§ Task brief
Write the rows from the one containing "Select all occurrences of tree foliage." up to and including the one containing "[179,113,243,250]" as a JSON list of strings, with one string per row.
[Begin Extracted information]
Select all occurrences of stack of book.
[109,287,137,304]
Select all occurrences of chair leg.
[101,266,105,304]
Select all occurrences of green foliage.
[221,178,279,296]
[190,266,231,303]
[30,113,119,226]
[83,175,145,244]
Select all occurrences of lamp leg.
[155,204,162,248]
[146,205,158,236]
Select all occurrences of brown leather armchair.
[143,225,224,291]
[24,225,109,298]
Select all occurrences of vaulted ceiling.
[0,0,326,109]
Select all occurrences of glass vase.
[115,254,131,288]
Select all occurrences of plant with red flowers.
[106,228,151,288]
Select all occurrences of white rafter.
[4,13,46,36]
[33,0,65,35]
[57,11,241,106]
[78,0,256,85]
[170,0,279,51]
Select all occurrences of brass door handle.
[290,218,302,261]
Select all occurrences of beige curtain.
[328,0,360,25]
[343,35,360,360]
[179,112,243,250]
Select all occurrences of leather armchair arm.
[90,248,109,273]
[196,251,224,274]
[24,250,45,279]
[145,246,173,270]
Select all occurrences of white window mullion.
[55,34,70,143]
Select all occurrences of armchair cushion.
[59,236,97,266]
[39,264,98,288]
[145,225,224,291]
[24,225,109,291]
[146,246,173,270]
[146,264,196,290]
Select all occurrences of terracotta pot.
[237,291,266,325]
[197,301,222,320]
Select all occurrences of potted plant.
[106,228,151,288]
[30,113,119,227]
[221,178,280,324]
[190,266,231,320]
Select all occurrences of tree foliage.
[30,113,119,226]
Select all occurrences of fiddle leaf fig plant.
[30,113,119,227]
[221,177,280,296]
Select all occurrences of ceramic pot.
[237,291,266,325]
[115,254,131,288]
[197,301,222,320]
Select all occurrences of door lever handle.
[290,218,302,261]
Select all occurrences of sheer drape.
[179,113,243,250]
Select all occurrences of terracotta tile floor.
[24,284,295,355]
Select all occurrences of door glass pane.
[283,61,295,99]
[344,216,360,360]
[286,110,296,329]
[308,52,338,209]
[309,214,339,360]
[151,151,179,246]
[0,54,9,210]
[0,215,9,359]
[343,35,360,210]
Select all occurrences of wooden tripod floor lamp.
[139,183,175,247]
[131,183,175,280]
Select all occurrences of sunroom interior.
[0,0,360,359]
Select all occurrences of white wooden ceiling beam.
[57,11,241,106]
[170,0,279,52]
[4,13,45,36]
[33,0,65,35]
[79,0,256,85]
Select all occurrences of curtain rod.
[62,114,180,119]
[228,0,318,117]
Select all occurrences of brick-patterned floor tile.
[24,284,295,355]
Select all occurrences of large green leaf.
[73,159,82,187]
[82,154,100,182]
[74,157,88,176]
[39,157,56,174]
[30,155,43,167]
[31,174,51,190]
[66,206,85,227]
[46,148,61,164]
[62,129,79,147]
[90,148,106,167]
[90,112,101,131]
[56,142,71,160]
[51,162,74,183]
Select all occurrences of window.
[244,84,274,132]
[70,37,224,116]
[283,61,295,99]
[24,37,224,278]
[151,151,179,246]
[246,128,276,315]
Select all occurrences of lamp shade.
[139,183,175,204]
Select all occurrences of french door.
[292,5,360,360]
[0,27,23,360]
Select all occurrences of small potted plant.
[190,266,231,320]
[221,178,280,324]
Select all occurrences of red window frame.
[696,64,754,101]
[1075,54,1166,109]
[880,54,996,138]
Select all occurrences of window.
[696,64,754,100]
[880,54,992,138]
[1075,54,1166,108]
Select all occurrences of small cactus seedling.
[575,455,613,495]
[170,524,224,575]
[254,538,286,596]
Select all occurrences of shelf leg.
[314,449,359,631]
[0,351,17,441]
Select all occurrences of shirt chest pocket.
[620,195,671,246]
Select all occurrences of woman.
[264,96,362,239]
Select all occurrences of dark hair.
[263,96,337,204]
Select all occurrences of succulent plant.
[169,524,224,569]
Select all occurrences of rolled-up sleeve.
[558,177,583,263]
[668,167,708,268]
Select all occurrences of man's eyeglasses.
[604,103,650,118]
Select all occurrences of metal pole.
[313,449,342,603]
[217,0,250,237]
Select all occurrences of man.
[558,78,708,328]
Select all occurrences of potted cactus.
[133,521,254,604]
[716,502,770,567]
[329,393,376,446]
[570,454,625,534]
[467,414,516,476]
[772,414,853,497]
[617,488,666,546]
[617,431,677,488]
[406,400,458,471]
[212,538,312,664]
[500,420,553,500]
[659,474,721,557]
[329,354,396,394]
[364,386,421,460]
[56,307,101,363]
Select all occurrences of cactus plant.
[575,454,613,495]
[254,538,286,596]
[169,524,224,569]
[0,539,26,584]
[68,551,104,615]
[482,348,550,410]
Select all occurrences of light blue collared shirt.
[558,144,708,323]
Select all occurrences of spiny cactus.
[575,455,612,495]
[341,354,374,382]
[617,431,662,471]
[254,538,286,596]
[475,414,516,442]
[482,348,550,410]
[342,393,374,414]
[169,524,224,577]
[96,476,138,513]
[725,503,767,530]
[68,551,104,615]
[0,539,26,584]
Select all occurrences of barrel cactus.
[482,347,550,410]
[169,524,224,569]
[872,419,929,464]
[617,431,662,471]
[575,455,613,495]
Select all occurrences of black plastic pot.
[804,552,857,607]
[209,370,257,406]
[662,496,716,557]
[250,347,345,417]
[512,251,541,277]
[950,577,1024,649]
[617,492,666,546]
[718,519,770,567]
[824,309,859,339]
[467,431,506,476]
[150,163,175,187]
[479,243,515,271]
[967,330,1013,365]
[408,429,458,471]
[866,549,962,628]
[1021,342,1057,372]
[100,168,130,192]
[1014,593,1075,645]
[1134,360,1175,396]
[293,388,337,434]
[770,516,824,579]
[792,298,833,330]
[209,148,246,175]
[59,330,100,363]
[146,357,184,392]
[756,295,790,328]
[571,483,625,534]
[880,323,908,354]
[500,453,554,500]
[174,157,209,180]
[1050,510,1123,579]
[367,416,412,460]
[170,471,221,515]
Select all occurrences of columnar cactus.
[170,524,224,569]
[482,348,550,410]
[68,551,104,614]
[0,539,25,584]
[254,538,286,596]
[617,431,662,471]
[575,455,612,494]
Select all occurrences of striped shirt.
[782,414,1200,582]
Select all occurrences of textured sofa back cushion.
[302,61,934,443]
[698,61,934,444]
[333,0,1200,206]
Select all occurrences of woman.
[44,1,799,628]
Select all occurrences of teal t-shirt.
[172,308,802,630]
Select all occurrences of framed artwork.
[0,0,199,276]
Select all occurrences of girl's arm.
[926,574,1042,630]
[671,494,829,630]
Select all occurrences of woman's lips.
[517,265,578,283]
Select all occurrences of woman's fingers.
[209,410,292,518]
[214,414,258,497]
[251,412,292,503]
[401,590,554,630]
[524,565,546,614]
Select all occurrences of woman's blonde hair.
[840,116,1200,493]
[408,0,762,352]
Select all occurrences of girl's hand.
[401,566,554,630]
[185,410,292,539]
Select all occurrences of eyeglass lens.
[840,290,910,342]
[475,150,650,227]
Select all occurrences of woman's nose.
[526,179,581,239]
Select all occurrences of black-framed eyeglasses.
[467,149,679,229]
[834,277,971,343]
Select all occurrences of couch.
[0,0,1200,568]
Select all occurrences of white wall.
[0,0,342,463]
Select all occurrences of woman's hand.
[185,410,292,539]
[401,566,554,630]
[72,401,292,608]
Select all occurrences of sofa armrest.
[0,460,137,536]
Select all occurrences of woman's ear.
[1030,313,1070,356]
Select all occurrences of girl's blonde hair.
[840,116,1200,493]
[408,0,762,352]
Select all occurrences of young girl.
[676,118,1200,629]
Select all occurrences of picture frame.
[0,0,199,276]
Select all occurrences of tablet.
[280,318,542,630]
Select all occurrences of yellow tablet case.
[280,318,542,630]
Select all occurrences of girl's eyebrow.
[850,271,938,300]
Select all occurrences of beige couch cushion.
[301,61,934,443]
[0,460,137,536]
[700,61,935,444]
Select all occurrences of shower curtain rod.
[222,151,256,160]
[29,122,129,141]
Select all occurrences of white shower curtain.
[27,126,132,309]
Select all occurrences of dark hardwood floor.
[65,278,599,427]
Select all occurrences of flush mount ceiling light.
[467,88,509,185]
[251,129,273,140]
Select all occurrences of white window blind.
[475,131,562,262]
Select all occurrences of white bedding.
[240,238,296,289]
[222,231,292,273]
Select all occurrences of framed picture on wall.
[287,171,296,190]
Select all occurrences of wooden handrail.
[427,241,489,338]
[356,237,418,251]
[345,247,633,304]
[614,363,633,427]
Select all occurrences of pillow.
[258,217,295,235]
[End Extracted information]
§ The solution
[
  "Select all occurrences of tree foliage.",
  "[30,113,119,226]",
  "Select all occurrences of fiddle leaf fig plant.",
  "[30,113,119,227]",
  "[221,177,280,296]",
  "Select all occurrences of ceramic pot.",
  "[237,291,266,325]",
  "[115,254,131,288]",
  "[197,301,222,320]",
  "Select all occurrences of door lever handle.",
  "[290,218,302,261]",
  "Select all occurrences of sheer drape.",
  "[179,113,243,250]"
]